Task statement
Echo word for word the part of the ultra-marathon article between "Weinhold would go" and "the 50-mile race.", inclusive.
Source extract START
Upon waking on a Saturday morning, many of us might ponder the question of how to spend the day with typical choices: doing laundry, perhaps, or mowing the lawn. If we’re feeling adventurous, maybe we’ll wash the car or take the kids somewhere fun.
If you’re Nick Ferrara, of Doylestown, though, your answer could prove a bit more unorthodox: How about a 30-mile run?
Ferrara is an ultra-marathoner, a member of that elite class of athletes who routinely tackle distances well in excess of the traditional 26-mile marathon in the name of recreation.
Ferrara, 40, and his friend Bob Weinhold, 43, also of Doylestown, were among 500 entrants in Philadelphia’s recent Dirty German Endurance Fest. The punishing, patella-pounding ritual sent runners through Pennypack Park on three trail courses, one as long as 50 miles.
The race’s disingenuous mascot, a lederhosen-clad bearded man running with a loaded beer stein in his left hand, would be unlikely to complete any of these races.
Weinhold, who had registered for the 50-mile edition of the Dirty German some time earlier, said that Ferrara had decided only that morning to trek down to Philadelphia from Bucks County, registering for the 25-kilometer race just before the start.
It proved to be a fortuitous choice.
“He placed 3rd overall in his race,” Weinhold said of his friend. “An incredible accomplishment.”
Weinhold would go on to win his age category for the 50-mile race, and he had some company along the way. With his own finish line long behind him, and the late afternoon sun sliding towards the horizon, Ferrara then decided to run another 25 kilometers with Weinhold as his teammate finished the 50-mile race.
Weinhold swam competitively in high school and played water polo in college and into his 30s. After he married and had children, he wanted to continue exercising but needed a more flexible pursuit. Then, personal tragedy struck.
“About 15 years ago, my wife’s father died unexpectedly of a heart attack at a race,” Weinhold said. “I started running in honor of him.”
Weinhold started with 10-kilometer races, hitting the road for training sessions at 4:30 a.m. while the rest of his family slept. He ran his first marathon in 2008. Instead of hanging up his medal and crossing ‘run marathon’ off his bucket list, though, Weinhold wondered how much farther he could push his body, if he really tried.
His weekly long runs began to lengthen, feet hitting the trail in rhythm stride after stride as he racked up mileage. The farther he pushed his body to go, the more he realized he needed to treat it like an engine. He studied endurance nutrition, testing how well his body performed, mile upon mile, after he refueled with different energy products.
“With a marathon, you can use regular hydration and have a gel or a goo every 45 minutes,” Weinhold said, referring to common energy products used by athletes. “But when you move into the ultra world, where you’re exerting yourself for 8 hours or longer, nutrition becomes a huge part of how you are going to perform.”
Today, he and Ferrara are both members of an athletic team sponsored by Mission Pharmacal Company. The San Antonio-based pharmaceutical maker launched the team in September 2012, said Derek Huddleston, the company’s senior director of Performance Solutions & ShopMPC.com.
Source extract END
Dataset entries START
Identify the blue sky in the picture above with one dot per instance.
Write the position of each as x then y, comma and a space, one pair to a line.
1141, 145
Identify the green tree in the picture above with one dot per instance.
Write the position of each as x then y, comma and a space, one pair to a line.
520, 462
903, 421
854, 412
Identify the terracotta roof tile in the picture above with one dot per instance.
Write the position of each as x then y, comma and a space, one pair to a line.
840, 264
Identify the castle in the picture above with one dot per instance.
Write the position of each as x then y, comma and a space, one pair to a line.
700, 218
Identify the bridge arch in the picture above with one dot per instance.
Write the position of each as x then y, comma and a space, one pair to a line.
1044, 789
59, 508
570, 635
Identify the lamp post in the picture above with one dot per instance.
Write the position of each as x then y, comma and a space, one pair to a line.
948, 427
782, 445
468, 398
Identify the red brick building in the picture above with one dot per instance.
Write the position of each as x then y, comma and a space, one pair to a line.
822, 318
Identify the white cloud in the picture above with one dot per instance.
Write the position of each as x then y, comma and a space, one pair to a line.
Dataset entries END
Task output
Weinhold would go on to win his age category for the 50-mile race, and he had some company along the way. With his own finish line long behind him, and the late afternoon sun sliding towards the horizon, Ferrara then decided to run another 25 kilometers with Weinhold as his teammate finished the 50-mile race.